WHAT IS EXPECTED: Lay out every line of the records below as a Markdown table with two columns, Row and Line, numbering each row and skipping blank lines. Leave the pictures out of the table.

RECORDS TO PROCESS:
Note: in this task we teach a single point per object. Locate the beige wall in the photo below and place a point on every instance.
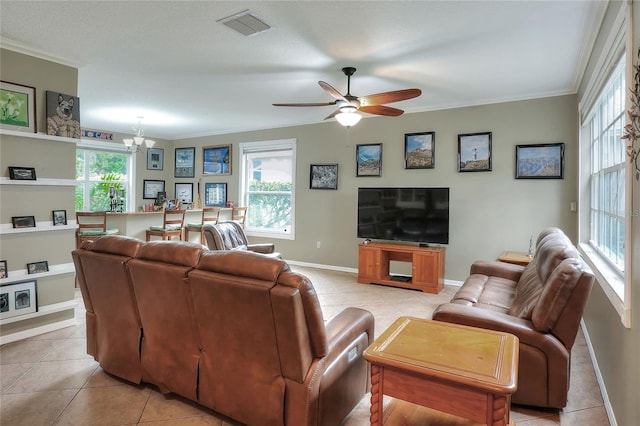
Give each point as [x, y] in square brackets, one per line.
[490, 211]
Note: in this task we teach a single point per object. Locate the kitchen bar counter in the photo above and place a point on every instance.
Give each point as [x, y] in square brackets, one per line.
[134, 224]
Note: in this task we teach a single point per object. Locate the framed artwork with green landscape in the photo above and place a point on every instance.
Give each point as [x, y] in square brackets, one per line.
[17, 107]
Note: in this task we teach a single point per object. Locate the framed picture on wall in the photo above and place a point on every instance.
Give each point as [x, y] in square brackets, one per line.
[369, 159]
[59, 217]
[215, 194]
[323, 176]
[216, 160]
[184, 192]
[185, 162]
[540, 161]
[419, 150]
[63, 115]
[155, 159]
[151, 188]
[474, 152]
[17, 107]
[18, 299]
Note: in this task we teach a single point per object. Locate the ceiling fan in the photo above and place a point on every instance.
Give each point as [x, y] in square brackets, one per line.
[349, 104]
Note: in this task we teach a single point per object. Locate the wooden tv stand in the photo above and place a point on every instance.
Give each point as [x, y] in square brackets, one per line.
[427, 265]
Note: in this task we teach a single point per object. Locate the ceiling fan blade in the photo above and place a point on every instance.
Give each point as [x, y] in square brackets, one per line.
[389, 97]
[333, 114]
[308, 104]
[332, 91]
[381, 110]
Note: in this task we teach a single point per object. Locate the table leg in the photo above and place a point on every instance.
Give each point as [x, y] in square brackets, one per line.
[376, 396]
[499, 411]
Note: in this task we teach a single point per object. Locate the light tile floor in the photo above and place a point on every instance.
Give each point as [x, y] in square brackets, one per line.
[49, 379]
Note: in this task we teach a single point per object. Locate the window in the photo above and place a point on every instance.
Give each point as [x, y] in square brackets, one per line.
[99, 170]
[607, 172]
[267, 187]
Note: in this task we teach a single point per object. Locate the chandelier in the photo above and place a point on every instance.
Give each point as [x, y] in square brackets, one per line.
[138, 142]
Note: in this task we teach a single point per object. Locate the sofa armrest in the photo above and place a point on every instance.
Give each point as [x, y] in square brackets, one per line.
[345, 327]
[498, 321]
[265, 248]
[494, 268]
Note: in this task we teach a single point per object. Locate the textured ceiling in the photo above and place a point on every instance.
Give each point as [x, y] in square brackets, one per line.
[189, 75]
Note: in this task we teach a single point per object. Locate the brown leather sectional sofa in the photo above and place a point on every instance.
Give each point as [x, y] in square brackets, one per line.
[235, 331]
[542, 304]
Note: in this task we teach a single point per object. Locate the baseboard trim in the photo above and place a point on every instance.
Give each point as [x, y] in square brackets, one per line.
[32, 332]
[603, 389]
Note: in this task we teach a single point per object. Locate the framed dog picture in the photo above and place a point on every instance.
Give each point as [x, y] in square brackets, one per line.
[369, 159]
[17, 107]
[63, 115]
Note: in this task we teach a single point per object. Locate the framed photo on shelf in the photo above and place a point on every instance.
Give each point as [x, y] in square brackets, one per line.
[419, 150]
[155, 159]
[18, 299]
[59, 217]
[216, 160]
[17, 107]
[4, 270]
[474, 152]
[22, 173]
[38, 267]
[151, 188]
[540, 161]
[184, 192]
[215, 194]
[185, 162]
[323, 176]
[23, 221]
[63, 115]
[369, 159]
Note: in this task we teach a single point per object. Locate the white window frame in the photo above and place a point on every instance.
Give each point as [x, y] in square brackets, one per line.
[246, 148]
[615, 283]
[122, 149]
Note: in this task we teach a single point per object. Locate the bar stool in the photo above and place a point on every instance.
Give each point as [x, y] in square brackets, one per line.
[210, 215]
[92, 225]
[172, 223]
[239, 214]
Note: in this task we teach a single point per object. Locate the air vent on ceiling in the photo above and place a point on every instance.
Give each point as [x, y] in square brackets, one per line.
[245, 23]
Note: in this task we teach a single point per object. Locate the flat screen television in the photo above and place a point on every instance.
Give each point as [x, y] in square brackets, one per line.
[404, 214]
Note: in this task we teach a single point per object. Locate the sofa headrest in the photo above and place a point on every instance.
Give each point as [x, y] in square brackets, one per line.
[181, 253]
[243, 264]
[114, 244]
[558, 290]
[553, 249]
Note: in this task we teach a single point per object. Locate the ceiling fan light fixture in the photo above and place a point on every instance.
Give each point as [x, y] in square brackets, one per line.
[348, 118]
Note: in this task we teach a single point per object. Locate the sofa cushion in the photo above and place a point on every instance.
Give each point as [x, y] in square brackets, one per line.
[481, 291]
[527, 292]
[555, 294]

RESPONSE FOR THIS EXERCISE:
| Row | Line |
|---|---|
| 1 | Note: in this task we teach a single point per object. Locate the beige wall in the photo below and place a point on every instance. |
| 2 | Give each point as [x, y] in square brackets, one per line. |
| 3 | [490, 211] |
| 4 | Note: in this task we teach a single point per object. Locate the kitchen bar counter in the photo above and place a point on every instance. |
| 5 | Give each point as [x, y] in square brackets, one per line. |
| 6 | [134, 224] |
| 7 | Note: in this task we teach a single point per object. Locate the framed artwork with green landscape in the photo above and place a point on every instance. |
| 8 | Give each point as [x, y] in square brackets, one per line. |
| 9 | [17, 107] |
| 10 | Note: in this task we teach a single point per object. Locate the framed picture on wall in the photo above and place a point on every instance. |
| 11 | Give each point as [x, y] in square brackets, one per line. |
| 12 | [369, 159] |
| 13 | [59, 217] |
| 14 | [215, 194] |
| 15 | [323, 176] |
| 16 | [216, 160] |
| 17 | [184, 192] |
| 18 | [185, 162] |
| 19 | [540, 161] |
| 20 | [419, 150] |
| 21 | [63, 115] |
| 22 | [155, 159] |
| 23 | [151, 188] |
| 24 | [474, 152] |
| 25 | [17, 107] |
| 26 | [18, 299] |
| 27 | Note: in this task we teach a single point per object. Locate the ceiling fan in the photo above and place a point on every instance. |
| 28 | Give each point as [x, y] in square brackets, one per line. |
| 29 | [349, 104] |
| 30 | Note: in this task we teach a single point per object. Locate the wooden tv stand in the photo above and place a point on every instance. |
| 31 | Give each point as [x, y] in square brackets, one per line. |
| 32 | [427, 265] |
| 33 | Note: in this task we teach a single point per object. Locate the ceiling fan blade in the photo above and place a point on every instance. |
| 34 | Give each point as [x, y] in square brackets, one per line. |
| 35 | [389, 97] |
| 36 | [333, 114] |
| 37 | [308, 104] |
| 38 | [332, 91] |
| 39 | [381, 110] |
| 40 | Note: in this task we teach a single point per object. Locate the table leg in the photo above and place a point on every instance. |
| 41 | Give each point as [x, y] in square brackets, one per line. |
| 42 | [376, 396] |
| 43 | [499, 411] |
| 44 | Note: in this task we teach a single point per object. Locate the light tile floor in the photo above and place a point on every instance. |
| 45 | Give each point as [x, y] in square brackets, one per line. |
| 46 | [49, 379] |
| 47 | Note: in this task we teach a single point per object. Locate the window in the photo above and place a point on every instance. |
| 48 | Give each point as [x, y] in square brackets, one per line. |
| 49 | [99, 170] |
| 50 | [607, 172] |
| 51 | [267, 187] |
| 52 | Note: in this task we teach a single point per object. Locate the chandelier in the photo above and place a point on every instance. |
| 53 | Give each point as [x, y] in square brackets, one per line. |
| 54 | [138, 142] |
| 55 | Note: in this task we teach a single point per object. Locate the sofa armrest in the photo above and place a point on every instance. |
| 56 | Give each point as [x, y] in square brackets, one per line. |
| 57 | [345, 327] |
| 58 | [498, 321] |
| 59 | [265, 248] |
| 60 | [494, 268] |
| 61 | Note: in this task we teach a single point per object. Locate the textured ceiling in the photo above and place a point on every instance. |
| 62 | Give each point as [x, y] in square brackets, one per line. |
| 63 | [189, 75] |
| 64 | Note: in this task we teach a single point per object. Locate the brown leather sectional sofa in the photo above and place a point on every instance. |
| 65 | Give each point as [x, y] in square brackets, one per line. |
| 66 | [235, 331] |
| 67 | [542, 304] |
| 68 | Note: in this task we teach a single point per object. Locate the baseboard trim in the photo above and place a point on every instance. |
| 69 | Give each point as [x, y] in square brackets, one per line. |
| 70 | [32, 332] |
| 71 | [603, 389] |
| 72 | Note: in this task we teach a single point per object. Locate the framed dog picture in the photo above and place a point on every instance. |
| 73 | Give each point as [x, y] in square brackets, one per line. |
| 74 | [369, 159] |
| 75 | [17, 107] |
| 76 | [63, 115] |
| 77 | Note: in this task we teach a single point per object. Locate the framed photo on shelf in the photo above and place a point on every instance. |
| 78 | Give each point as [x, y] in square brackets, one per line. |
| 79 | [419, 150] |
| 80 | [155, 159] |
| 81 | [18, 299] |
| 82 | [59, 217] |
| 83 | [216, 160] |
| 84 | [17, 107] |
| 85 | [4, 270] |
| 86 | [474, 152] |
| 87 | [22, 173] |
| 88 | [38, 267] |
| 89 | [151, 188] |
| 90 | [540, 161] |
| 91 | [184, 192] |
| 92 | [215, 194] |
| 93 | [185, 162] |
| 94 | [323, 176] |
| 95 | [23, 221] |
| 96 | [63, 115] |
| 97 | [369, 159] |
| 98 | Note: in this task we teach a single point per object. Locate the white window frame in the photo above and place a point on every instance. |
| 99 | Give each point as [x, y] in square brackets, one per line. |
| 100 | [246, 148] |
| 101 | [615, 283] |
| 102 | [122, 149] |
| 103 | Note: in this task we teach a single point per object. Locate the bar stool in the photo above and place a point on every instance. |
| 104 | Give each point as [x, y] in square brackets, one per line. |
| 105 | [210, 215] |
| 106 | [92, 225] |
| 107 | [172, 223] |
| 108 | [239, 214] |
| 109 | Note: in this task we teach a single point per object. Locate the air vent on ceiling in the photo above and place a point on every instance. |
| 110 | Give each point as [x, y] in square brackets, one per line. |
| 111 | [245, 23] |
| 112 | Note: in this task we teach a single point per object. Locate the flat screen television in the photo above and place a point on every instance. |
| 113 | Give each point as [x, y] in square brackets, one per line. |
| 114 | [404, 214] |
| 115 | Note: in this task we teach a single point per object. Locate the sofa headrest in the photo above and place a point on every instance. |
| 116 | Give each point as [x, y] in square brackets, one per line. |
| 117 | [181, 253] |
| 118 | [243, 264] |
| 119 | [114, 244] |
| 120 | [558, 290] |
| 121 | [553, 249] |
| 122 | Note: in this task we teach a single point per object. Locate the ceiling fan light fixture in the photo above and place a point on every instance. |
| 123 | Give each point as [x, y] in square brackets, one per line. |
| 124 | [348, 118] |
| 125 | Note: in this task we teach a single point per object. Locate the sofa cushion in the photo above and place a point on every instance. |
| 126 | Give each point as [x, y] in square brackets, one per line. |
| 127 | [481, 291] |
| 128 | [527, 292] |
| 129 | [555, 294] |